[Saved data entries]
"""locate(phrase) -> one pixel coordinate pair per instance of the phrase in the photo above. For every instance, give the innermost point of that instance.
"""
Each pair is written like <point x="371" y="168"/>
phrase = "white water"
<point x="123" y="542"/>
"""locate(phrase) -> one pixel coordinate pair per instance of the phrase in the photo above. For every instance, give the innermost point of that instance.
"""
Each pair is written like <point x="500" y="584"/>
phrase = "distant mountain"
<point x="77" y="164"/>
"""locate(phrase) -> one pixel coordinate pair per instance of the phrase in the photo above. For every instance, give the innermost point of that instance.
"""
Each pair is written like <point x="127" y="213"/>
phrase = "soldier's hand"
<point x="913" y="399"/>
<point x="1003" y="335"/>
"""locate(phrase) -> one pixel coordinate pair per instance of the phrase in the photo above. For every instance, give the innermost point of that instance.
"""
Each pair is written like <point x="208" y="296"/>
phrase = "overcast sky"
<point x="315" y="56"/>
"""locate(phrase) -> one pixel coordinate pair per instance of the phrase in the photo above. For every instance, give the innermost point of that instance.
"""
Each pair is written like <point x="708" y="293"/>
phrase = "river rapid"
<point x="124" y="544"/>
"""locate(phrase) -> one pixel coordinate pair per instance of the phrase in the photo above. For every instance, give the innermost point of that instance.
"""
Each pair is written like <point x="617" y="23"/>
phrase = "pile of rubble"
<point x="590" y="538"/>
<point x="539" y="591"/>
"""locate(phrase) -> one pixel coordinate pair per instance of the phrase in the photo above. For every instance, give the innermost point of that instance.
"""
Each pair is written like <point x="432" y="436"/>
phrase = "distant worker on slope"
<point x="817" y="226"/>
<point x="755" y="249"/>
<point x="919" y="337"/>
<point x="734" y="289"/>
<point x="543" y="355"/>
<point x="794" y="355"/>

● **WHAT TO PRODUCE**:
Extract each line of the records containing the string "written", copying those lines unchanged.

● **COMPLETE RESPONSE**:
Each pair is written like <point x="371" y="168"/>
Each pair is written like <point x="500" y="584"/>
Each pair is written like <point x="127" y="213"/>
Each pair is written like <point x="208" y="296"/>
Each pair is written like <point x="708" y="293"/>
Each pair is written like <point x="617" y="23"/>
Each pair is written like <point x="432" y="436"/>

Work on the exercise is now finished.